Images are excluded; otherwise, output every record exactly.

· · · · ·

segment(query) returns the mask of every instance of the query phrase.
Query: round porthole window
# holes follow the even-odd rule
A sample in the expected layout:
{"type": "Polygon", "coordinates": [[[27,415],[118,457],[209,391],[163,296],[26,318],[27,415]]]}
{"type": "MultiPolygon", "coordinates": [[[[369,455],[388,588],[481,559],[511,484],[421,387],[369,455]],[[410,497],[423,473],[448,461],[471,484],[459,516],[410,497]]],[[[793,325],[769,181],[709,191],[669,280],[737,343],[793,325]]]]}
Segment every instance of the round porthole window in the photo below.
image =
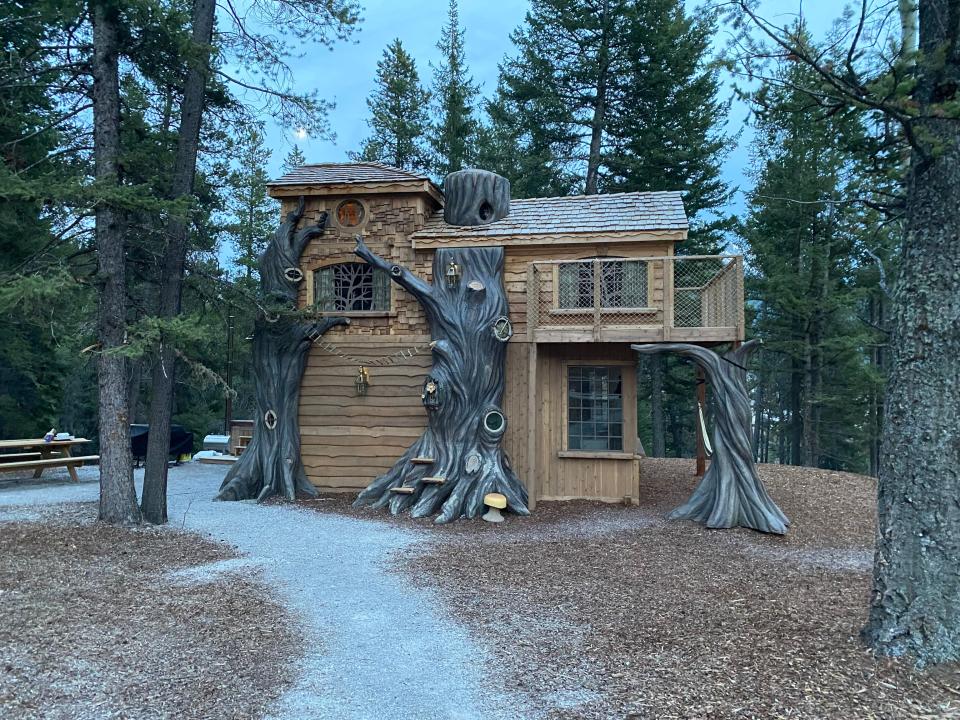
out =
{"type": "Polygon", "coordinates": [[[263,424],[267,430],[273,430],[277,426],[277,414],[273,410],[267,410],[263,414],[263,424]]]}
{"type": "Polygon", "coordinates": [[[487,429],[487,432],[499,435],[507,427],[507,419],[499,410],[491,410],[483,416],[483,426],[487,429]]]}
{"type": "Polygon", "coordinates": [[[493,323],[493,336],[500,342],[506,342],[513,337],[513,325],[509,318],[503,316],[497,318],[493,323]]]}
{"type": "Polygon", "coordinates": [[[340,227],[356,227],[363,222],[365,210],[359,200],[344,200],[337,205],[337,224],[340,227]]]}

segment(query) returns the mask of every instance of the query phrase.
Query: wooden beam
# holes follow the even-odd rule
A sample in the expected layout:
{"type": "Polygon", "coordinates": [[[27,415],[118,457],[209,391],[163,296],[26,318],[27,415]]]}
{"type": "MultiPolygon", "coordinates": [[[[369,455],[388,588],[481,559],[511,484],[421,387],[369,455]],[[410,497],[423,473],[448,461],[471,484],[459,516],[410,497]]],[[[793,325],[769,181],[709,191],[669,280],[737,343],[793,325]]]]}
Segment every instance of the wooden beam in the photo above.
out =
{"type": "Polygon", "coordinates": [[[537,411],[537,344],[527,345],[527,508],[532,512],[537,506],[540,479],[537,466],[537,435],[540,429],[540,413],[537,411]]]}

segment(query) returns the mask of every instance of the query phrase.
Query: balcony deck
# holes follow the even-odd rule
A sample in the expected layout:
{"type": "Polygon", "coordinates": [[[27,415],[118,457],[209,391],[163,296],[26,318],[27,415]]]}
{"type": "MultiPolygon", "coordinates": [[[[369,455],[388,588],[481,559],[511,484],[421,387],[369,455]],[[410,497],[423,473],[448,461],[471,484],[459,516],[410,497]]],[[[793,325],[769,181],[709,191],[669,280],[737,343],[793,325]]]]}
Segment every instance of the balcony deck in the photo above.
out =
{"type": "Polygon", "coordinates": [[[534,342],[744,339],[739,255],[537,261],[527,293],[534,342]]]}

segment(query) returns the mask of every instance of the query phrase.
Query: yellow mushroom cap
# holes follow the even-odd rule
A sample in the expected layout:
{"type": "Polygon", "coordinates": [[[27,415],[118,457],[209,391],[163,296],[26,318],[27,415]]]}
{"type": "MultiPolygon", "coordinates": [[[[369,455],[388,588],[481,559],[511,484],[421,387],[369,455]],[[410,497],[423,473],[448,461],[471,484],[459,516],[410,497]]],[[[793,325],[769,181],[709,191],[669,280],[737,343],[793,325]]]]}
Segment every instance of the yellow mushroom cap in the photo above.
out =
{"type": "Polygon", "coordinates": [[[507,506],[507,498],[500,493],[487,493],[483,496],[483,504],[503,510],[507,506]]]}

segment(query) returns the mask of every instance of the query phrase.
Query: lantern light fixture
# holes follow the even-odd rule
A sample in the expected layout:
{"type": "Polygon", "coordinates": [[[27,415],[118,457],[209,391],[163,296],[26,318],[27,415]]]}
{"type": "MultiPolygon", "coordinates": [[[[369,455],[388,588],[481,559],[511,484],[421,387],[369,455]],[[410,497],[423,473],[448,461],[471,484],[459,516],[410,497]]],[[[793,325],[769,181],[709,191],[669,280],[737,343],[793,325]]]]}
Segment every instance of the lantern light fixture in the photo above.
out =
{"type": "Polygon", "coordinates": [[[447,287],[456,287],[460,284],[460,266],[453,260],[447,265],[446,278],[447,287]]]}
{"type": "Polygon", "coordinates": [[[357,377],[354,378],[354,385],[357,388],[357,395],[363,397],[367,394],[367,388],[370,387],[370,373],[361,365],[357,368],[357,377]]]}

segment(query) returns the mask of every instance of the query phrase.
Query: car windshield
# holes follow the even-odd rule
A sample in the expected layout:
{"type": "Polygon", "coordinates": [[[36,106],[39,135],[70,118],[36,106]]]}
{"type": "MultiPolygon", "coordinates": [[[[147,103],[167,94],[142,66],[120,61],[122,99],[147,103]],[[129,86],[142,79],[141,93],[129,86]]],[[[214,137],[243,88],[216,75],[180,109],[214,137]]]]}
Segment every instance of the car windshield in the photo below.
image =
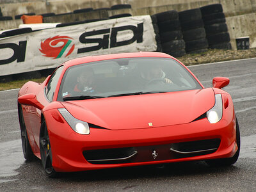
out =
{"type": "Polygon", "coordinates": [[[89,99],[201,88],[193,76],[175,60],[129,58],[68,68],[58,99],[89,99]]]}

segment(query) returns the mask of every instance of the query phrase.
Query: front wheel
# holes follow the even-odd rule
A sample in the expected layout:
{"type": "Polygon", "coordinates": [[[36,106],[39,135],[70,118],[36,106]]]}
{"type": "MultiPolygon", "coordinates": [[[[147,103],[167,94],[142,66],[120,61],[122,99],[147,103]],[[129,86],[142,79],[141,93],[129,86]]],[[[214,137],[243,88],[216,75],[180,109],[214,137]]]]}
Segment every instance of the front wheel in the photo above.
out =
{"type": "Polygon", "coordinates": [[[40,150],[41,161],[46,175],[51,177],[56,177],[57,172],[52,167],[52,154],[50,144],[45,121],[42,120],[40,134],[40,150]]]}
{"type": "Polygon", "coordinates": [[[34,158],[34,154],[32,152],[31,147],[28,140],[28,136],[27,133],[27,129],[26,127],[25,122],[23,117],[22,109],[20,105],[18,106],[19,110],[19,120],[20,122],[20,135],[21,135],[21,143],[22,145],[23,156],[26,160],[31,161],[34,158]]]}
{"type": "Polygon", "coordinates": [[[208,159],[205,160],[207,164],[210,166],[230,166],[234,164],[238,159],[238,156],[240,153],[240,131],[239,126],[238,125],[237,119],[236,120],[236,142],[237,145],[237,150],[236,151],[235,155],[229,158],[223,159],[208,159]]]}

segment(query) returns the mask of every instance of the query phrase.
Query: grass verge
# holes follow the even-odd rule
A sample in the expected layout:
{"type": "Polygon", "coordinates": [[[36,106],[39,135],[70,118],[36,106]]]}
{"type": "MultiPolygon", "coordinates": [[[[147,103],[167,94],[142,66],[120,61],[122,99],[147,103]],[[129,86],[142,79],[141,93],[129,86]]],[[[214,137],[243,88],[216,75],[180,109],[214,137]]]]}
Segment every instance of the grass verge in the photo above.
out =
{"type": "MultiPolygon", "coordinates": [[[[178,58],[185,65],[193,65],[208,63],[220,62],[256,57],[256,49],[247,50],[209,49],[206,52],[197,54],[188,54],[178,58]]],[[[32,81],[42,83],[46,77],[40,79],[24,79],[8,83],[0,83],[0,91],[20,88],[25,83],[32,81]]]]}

· · · · ·

[Output below]:
segment(query) returns the mask of every instance of the query phrase.
Query: round porthole window
# holes follow the even-odd rule
A sample in the expected layout:
{"type": "Polygon", "coordinates": [[[27,415],[118,457],[209,391],[163,296],[26,318],[27,415]]]}
{"type": "MultiPolygon", "coordinates": [[[[369,455],[388,588],[481,559],[511,484],[421,387],[369,455]],[[410,497],[423,473],[448,461],[471,484],[459,516],[410,497]]],[[[793,325],[769,181],[709,191],[669,280],[737,343],[793,325]]]]}
Segment every instance of the round porthole window in the photo below.
image =
out =
{"type": "Polygon", "coordinates": [[[263,424],[267,430],[273,430],[277,426],[277,414],[273,410],[267,410],[263,414],[263,424]]]}
{"type": "Polygon", "coordinates": [[[487,429],[487,432],[499,435],[507,427],[507,419],[499,410],[491,410],[483,416],[483,426],[487,429]]]}
{"type": "Polygon", "coordinates": [[[493,323],[493,336],[500,342],[506,342],[513,337],[513,325],[509,318],[503,316],[497,318],[493,323]]]}
{"type": "Polygon", "coordinates": [[[340,227],[356,227],[363,222],[365,210],[359,200],[344,200],[337,205],[337,224],[340,227]]]}

segment(query) returns the mask of every instance of the query phrase.
Query: wooden beam
# holes follow the even-odd rule
A sample in the expected layout:
{"type": "Polygon", "coordinates": [[[27,415],[118,457],[209,391],[163,296],[26,318],[27,415]]]}
{"type": "MultiPolygon", "coordinates": [[[[369,455],[388,588],[481,559],[511,484],[421,387],[369,455]],[[410,497],[423,473],[448,461],[471,484],[459,516],[410,497]]],[[[793,325],[769,181],[709,191],[669,280],[737,343],[793,325]]]]}
Segment every instance of the wooden beam in the photo above.
out =
{"type": "Polygon", "coordinates": [[[537,411],[537,344],[527,345],[527,508],[532,512],[537,506],[540,479],[537,466],[537,435],[540,429],[540,413],[537,411]]]}

segment(query) returns the mask of every instance of the query phrase.
Query: balcony deck
# holes follow the even-odd rule
A sample in the expected layout:
{"type": "Polygon", "coordinates": [[[27,415],[118,457],[209,391],[163,296],[26,318],[27,415]]]}
{"type": "MultiPolygon", "coordinates": [[[[369,455],[388,588],[481,559],[511,484],[421,387],[369,455]],[[410,497],[423,473],[448,461],[471,484],[459,516],[410,497]]],[[[793,325],[769,181],[709,191],[669,280],[737,343],[793,325]]]]}
Segment every instance of the balcony deck in the photo above.
out =
{"type": "Polygon", "coordinates": [[[534,342],[744,339],[739,255],[537,261],[527,293],[534,342]]]}

segment(query) returns the mask of every instance of the query phrase.
Query: yellow mushroom cap
# holes follow the even-odd rule
A sample in the expected layout:
{"type": "Polygon", "coordinates": [[[27,415],[118,457],[209,391],[163,296],[26,318],[27,415]]]}
{"type": "MultiPolygon", "coordinates": [[[[369,455],[388,588],[481,559],[511,484],[421,387],[369,455]],[[410,497],[423,473],[448,461],[471,484],[459,516],[410,497]]],[[[793,325],[769,181],[709,191],[669,280],[737,343],[793,325]]]]}
Segment every instance of the yellow mushroom cap in the photo above.
out =
{"type": "Polygon", "coordinates": [[[507,506],[507,498],[500,493],[487,493],[483,496],[483,504],[503,510],[507,506]]]}

segment(query) returns the mask of every instance of the query phrase.
Query: lantern light fixture
# holes follow the even-odd rule
A sample in the expected layout:
{"type": "Polygon", "coordinates": [[[27,415],[118,457],[209,391],[163,296],[26,318],[27,415]]]}
{"type": "MultiPolygon", "coordinates": [[[[369,455],[388,588],[481,559],[511,484],[421,387],[369,455]],[[410,497],[423,473],[448,461],[471,484],[459,516],[410,497]]],[[[793,325],[769,181],[709,191],[669,280],[737,343],[793,325]]]]}
Segment every instance of the lantern light fixture in the photo above.
out =
{"type": "Polygon", "coordinates": [[[447,287],[456,287],[460,284],[460,266],[453,260],[447,265],[446,278],[447,287]]]}
{"type": "Polygon", "coordinates": [[[357,377],[354,378],[354,385],[357,388],[357,395],[363,397],[367,394],[367,388],[370,387],[370,373],[361,365],[357,368],[357,377]]]}

segment(query) returns the mask of every instance of the query phrase.
Query: car windshield
# holes follow the even-odd rule
A sample in the expected layout:
{"type": "Polygon", "coordinates": [[[36,106],[39,135],[70,118],[36,106]]]}
{"type": "MultiPolygon", "coordinates": [[[[147,103],[167,94],[142,66],[120,61],[122,99],[147,103]],[[129,86],[142,79],[141,93],[129,86]]],[[[214,137],[243,88],[216,75],[180,109],[214,137]]]]}
Segment every instance of the car windshield in the photo below.
image =
out =
{"type": "Polygon", "coordinates": [[[89,99],[201,88],[193,76],[175,60],[129,58],[68,68],[58,99],[89,99]]]}

segment(query) returns the mask of every instance of the query phrase.
Query: front wheel
# holes follow the even-odd rule
A sample in the expected layout:
{"type": "Polygon", "coordinates": [[[36,106],[39,135],[70,118],[36,106]]]}
{"type": "MultiPolygon", "coordinates": [[[[147,103],[167,94],[142,66],[120,61],[122,99],[147,103]],[[129,86],[142,79],[141,93],[129,86]]],[[[214,137],[243,88],[216,75],[180,109],[214,137]]]]}
Segment every instance of the front wheel in the photo above.
out =
{"type": "Polygon", "coordinates": [[[40,150],[41,161],[46,175],[51,177],[56,177],[57,172],[52,167],[52,154],[50,144],[45,121],[42,120],[40,134],[40,150]]]}
{"type": "Polygon", "coordinates": [[[34,158],[34,154],[32,152],[31,147],[28,140],[28,136],[27,133],[27,129],[26,127],[25,122],[23,117],[22,109],[20,105],[18,106],[19,110],[19,120],[20,122],[20,135],[21,135],[21,143],[22,145],[23,156],[26,160],[31,161],[34,158]]]}
{"type": "Polygon", "coordinates": [[[208,159],[205,160],[207,164],[210,166],[230,166],[234,164],[238,159],[238,156],[240,153],[240,131],[239,126],[238,125],[237,119],[236,120],[236,142],[237,145],[237,150],[236,151],[235,155],[229,158],[223,159],[208,159]]]}

segment(query) returns the mask of every instance of the query phrase.
Query: grass verge
# holes follow the even-odd rule
A sample in the expected layout:
{"type": "Polygon", "coordinates": [[[36,106],[39,135],[70,118],[36,106]]]}
{"type": "MultiPolygon", "coordinates": [[[[147,103],[167,94],[142,66],[120,61],[122,99],[147,103]],[[129,86],[142,79],[141,93],[129,86]]],[[[214,137],[243,88],[216,75],[180,109],[214,137]]]]}
Segment every instance of the grass verge in the photo above.
out =
{"type": "MultiPolygon", "coordinates": [[[[178,58],[185,65],[193,65],[208,63],[220,62],[256,57],[256,49],[247,50],[209,49],[206,52],[197,54],[188,54],[178,58]]],[[[32,81],[42,83],[46,77],[40,79],[24,79],[8,83],[0,83],[0,91],[20,88],[25,83],[32,81]]]]}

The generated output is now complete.